*Exercises to complete:*
A: Return the stretch of the Salfit article below from "Salfeet (2010)" through "Population (2007)", copied word for word.
B: Take the Salfit article below further, continuing on from its last sentence.

*Excerpt:*
-- -- --

Salfit

Salfit
Other transcription(s)
 • Arabic سلفيت
 • Also spelled Salfeet (official)
Salfeet (2010)
Salfit
Location of Salfit within the Palestinian territories
Coordinates:
Governorate Salfit
Government
 • Type Municipality
 • Head of Municipality Tahseen Slimi
Area
 • Jurisdiction 4,000 dunams (4.0 km2 / 1.5 sq mi)
Population (2007)
 • Jurisdiction 8,796
Website www.salfeet.org

Salfit also spelled Salfeet (Arabic: سلفيت‎) is a Palestinian town in the central West Bank. Salfit is located at an altitude of 570 meters (1,870 ft) in the central Samarian highlands adjacent to the Israeli settlement of Ariel. According to the Palestinian Central Bureau of Statistics, the City had a population of 8,796 in 2007.[1] Salfit was given municipality status In 1955.[2] It has been administered by the Palestinian Authority since the 1995 Interim Agreement on the West Bank and the Gaza Strip and has served as the district capital of the Salfit Governorate since then.[3]

Contents

Etymology

The word "Salfit" is a Canaanite word which means "basket of grapes" (Sal meaning "basket and fit meaning "grapes".)[2] The historic city of Salfit has many monuments that link the modern town to a Canaanite, Israelite, Samaritan, Roman and Islamic heritage.

-- -- --

*Given data:*
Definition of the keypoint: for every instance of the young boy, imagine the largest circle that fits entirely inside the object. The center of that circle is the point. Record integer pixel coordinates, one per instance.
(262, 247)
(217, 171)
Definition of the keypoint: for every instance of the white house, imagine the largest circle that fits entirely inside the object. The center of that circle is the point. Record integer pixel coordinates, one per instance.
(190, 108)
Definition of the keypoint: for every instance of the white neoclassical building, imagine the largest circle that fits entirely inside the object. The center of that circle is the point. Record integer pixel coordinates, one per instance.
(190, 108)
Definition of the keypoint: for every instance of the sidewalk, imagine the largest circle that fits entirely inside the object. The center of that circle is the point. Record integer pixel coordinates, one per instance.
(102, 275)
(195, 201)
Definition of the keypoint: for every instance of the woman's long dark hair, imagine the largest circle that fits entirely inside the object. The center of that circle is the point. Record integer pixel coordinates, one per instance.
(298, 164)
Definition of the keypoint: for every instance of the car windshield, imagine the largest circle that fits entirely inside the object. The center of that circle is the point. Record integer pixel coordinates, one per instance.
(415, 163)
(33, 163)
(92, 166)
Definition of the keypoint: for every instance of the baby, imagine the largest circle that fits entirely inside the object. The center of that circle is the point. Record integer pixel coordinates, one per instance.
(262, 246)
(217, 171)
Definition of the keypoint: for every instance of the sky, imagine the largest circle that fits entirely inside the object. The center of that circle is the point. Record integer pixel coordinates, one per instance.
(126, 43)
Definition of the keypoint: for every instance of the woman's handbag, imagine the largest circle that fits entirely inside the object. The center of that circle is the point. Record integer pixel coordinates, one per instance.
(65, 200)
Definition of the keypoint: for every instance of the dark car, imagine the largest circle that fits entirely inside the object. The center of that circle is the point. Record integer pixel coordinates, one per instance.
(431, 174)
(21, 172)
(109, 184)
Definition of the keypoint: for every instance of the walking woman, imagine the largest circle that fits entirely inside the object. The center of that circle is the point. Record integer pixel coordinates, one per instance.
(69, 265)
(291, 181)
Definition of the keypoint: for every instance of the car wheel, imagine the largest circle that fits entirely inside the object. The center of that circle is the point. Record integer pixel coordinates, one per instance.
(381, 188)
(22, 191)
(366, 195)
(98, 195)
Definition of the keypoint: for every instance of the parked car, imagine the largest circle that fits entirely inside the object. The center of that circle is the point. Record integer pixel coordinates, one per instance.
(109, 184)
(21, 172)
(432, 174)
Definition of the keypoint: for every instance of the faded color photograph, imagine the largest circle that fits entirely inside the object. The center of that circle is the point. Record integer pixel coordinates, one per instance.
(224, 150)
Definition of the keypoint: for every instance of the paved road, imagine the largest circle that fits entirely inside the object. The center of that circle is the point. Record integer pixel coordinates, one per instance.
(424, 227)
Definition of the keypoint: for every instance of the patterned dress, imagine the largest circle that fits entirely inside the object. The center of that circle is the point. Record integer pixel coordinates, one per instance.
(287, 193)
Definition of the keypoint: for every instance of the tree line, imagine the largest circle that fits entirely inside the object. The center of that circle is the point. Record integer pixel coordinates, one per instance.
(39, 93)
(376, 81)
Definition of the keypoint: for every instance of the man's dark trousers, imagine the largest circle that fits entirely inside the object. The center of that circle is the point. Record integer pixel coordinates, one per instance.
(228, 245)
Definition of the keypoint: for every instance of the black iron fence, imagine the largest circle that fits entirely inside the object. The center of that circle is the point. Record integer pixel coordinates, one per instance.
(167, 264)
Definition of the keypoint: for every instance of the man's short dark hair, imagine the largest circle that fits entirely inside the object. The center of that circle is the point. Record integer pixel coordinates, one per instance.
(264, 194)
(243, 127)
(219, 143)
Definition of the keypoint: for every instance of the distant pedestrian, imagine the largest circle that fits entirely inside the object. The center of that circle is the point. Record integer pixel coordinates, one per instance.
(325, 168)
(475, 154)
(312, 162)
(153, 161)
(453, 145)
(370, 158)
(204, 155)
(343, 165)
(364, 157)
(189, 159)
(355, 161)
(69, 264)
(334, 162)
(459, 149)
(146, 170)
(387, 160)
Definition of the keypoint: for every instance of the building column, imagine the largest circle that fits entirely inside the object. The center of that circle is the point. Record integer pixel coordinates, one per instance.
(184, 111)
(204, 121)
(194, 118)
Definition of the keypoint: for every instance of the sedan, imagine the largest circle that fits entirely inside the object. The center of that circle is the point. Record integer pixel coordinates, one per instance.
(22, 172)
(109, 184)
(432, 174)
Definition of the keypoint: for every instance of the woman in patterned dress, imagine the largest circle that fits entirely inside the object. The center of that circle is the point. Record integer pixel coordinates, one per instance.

-- -- --

*Task-by-task answers:*
A:
Salfeet (2010)
Salfit
Location of Salfit within the Palestinian territories
Coordinates:
Governorate Salfit
Government
 • Type Municipality
 • Head of Municipality Tahseen Slimi
Area
 • Jurisdiction 4,000 dunams (4.0 km2 / 1.5 sq mi)
Population (2007)

B:
Economy

Salfit is a major administrative and commercial center for the dozens of villages surrounding it. However, the route for Palestinians from Salfit's northern dependencies has been sealed off by the Israel Defense Forces because of a bypass road for the settlement of Ariel crossing the main road.[4] There are several governmental offices and institutions in the city. The educational of the Salfit's children is carried out in four modern schools for male and female in addition to Al-Quds Open University.[5] Salfit is also a well-known area in the field of stone cutting and marble.[2] An industrial zone was established on 200 dunums of land at the east end of Salfit.[2]

The Salfit Governorate is the largest olive oil producer in the Palestinian territories, producing 1,500 tons annually.[6] Zaytoun, the Palestinian Olive Tree Association, is active with Palestinian Agricultural Relief Committees (PARC) in Salfit to improve the quality and sales of Palestinian Olive oil.[7] Salfit is located just across a valley to the south of the Israeli settlement of Ariel and around 1/3 the population of Ariel, about midway between Nablus and Ramallah.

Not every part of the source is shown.